**Data for the task:**

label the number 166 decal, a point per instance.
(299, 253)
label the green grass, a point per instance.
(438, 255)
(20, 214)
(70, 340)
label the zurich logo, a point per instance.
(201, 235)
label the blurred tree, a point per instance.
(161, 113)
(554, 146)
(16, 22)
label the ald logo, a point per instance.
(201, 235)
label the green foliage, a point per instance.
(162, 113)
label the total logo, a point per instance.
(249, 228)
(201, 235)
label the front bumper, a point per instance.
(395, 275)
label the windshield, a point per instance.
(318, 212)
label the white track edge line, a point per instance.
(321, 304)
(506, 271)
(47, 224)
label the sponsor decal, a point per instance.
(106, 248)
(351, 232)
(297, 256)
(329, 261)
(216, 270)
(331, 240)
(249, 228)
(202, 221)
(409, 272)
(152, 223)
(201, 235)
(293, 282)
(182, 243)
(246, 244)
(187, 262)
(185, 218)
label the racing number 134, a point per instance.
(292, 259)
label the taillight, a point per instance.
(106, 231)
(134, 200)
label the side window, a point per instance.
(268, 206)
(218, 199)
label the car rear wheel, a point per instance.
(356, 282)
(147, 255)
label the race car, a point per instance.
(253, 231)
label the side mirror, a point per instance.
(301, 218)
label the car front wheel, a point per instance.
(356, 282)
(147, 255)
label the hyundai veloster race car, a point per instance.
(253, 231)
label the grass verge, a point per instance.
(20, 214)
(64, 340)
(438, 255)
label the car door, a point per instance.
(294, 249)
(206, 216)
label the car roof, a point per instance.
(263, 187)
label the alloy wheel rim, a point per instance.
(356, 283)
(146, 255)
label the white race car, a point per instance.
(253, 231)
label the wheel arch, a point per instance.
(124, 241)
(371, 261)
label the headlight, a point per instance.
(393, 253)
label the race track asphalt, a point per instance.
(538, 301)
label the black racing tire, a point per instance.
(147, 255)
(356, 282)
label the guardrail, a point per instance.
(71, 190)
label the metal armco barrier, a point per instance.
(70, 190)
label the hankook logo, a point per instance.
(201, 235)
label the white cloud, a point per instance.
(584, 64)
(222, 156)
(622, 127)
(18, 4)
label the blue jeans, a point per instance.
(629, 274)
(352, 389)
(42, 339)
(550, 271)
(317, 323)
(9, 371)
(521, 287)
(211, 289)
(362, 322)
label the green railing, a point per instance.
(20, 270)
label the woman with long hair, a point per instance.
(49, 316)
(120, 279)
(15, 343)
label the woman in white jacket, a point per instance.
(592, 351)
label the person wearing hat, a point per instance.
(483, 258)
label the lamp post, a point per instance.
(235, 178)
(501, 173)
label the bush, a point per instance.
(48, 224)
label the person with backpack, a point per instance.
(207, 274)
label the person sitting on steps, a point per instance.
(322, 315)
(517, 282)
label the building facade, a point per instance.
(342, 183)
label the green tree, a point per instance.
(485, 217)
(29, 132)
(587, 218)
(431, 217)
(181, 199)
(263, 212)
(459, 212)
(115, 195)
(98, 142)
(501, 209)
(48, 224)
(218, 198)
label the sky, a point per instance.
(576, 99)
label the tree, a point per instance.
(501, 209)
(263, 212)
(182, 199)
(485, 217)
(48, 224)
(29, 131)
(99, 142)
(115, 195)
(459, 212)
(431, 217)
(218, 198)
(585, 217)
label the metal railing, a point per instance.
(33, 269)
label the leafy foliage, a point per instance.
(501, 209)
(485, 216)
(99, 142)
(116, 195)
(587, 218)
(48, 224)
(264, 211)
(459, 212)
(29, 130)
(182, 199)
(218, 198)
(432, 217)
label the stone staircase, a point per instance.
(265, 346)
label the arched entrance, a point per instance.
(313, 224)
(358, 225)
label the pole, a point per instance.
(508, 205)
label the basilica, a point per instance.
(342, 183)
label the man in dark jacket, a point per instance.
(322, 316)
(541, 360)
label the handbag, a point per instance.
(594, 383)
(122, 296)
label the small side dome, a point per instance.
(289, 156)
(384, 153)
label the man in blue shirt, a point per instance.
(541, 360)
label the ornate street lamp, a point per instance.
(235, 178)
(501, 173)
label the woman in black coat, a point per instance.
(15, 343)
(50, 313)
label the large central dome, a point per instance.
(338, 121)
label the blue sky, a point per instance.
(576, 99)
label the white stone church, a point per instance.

**Instruction:** Quote all of the entries exactly as they appear.

**Solved problem:**
label the number 166 decal, a point per instance.
(299, 253)
label the green grass, a point per instance.
(438, 255)
(20, 214)
(70, 340)
label the zurich logo, a point per instance.
(201, 235)
label the blurred tree, a point per instance.
(161, 113)
(554, 146)
(16, 22)
label the ald logo, a point per instance.
(201, 235)
label the green foliage, a point per instance.
(162, 113)
label the total logo, a point per instance.
(249, 228)
(201, 235)
label the front bumper, a point per instance.
(395, 275)
label the windshield, a point per instance.
(318, 212)
label the white track edge line, a point per instance.
(321, 304)
(506, 271)
(47, 224)
label the sponsor decal, a point per instance.
(106, 248)
(351, 232)
(297, 256)
(329, 261)
(216, 270)
(331, 240)
(249, 228)
(202, 221)
(409, 272)
(152, 223)
(201, 235)
(293, 282)
(182, 243)
(246, 244)
(187, 262)
(185, 218)
label the racing number 134, a point per instance.
(292, 259)
label the taillight, a point per instance.
(106, 231)
(134, 200)
label the side window, a point per instance.
(268, 206)
(218, 199)
label the car rear wheel, a point per instance.
(356, 282)
(147, 255)
label the race car, a point per instance.
(253, 231)
label the side mirror, a point per instance.
(301, 218)
label the car front wheel, a point per instance.
(356, 282)
(147, 255)
label the hyundai veloster race car, a point per instance.
(253, 231)
label the grass verge, a point per instance.
(20, 214)
(64, 340)
(438, 255)
label the car door, a point per instance.
(294, 249)
(206, 216)
label the car roof, a point per instance.
(263, 187)
label the alloy wheel rim, a point per instance.
(356, 283)
(146, 255)
label the white race car, a point per instance.
(253, 231)
label the wheel arch, a point per instance.
(124, 241)
(371, 261)
label the headlight, a point per instance.
(393, 253)
label the race track asphalt, a point per instance.
(538, 301)
label the black racing tire, a point per instance.
(147, 255)
(356, 282)
label the guardrail, a point per instance.
(71, 190)
label the metal armco barrier, a point per instance.
(70, 190)
label the hankook logo, a point per instance.
(201, 235)
label the white cloud, a point per instance.
(584, 64)
(222, 156)
(622, 127)
(18, 4)
label the blue jeans, a point per instance.
(629, 274)
(352, 389)
(42, 339)
(550, 271)
(317, 323)
(9, 371)
(521, 287)
(211, 289)
(362, 322)
label the green railing, a point per instance.
(20, 270)
label the woman with long hair, a point per instance.
(49, 316)
(120, 279)
(15, 343)
label the woman in white jacket, a point per instance.
(592, 351)
label the person wearing hat, a point per instance.
(483, 258)
label the lamp post, a point per instance.
(235, 178)
(501, 173)
label the bush, a point per instance.
(48, 224)
label the person with backpack, a point per instance.
(207, 274)
label the person sitting on steps, a point per instance.
(322, 315)
(517, 282)
label the building facade, a point per instance.
(342, 183)
label the green tree, a point per instance.
(485, 217)
(29, 132)
(587, 218)
(431, 217)
(181, 199)
(263, 212)
(459, 212)
(115, 195)
(98, 142)
(501, 209)
(48, 224)
(218, 198)
label the sky, a point per instance.
(576, 99)
label the tree, a point per instance.
(501, 209)
(263, 212)
(182, 199)
(485, 217)
(48, 224)
(29, 131)
(99, 142)
(115, 195)
(459, 212)
(431, 217)
(218, 198)
(585, 217)
label the metal railing, a point per instance.
(33, 269)
label the leafy foliage, a point per instance.
(501, 209)
(485, 216)
(99, 142)
(116, 195)
(587, 218)
(48, 224)
(264, 211)
(459, 212)
(29, 130)
(182, 199)
(218, 198)
(432, 217)
label the stone staircase, a point per instance.
(265, 346)
label the arched entrance, a point per instance.
(313, 224)
(358, 225)
label the pole, a point per instance.
(508, 205)
label the basilica, a point per instance.
(342, 183)
label the man in dark jacket, a point per instance.
(322, 316)
(541, 360)
label the handbag, a point per instance.
(594, 383)
(122, 296)
label the small side dome, a point per instance.
(289, 156)
(384, 153)
label the man in blue shirt, a point per instance.
(541, 360)
label the ornate street lamp, a point per instance.
(235, 178)
(501, 173)
label the woman in black coat, a point per instance.
(15, 343)
(50, 313)
label the large central dome, a point per instance.
(338, 121)
label the blue sky, a point per instance.
(576, 99)
label the white stone church, a point per instance.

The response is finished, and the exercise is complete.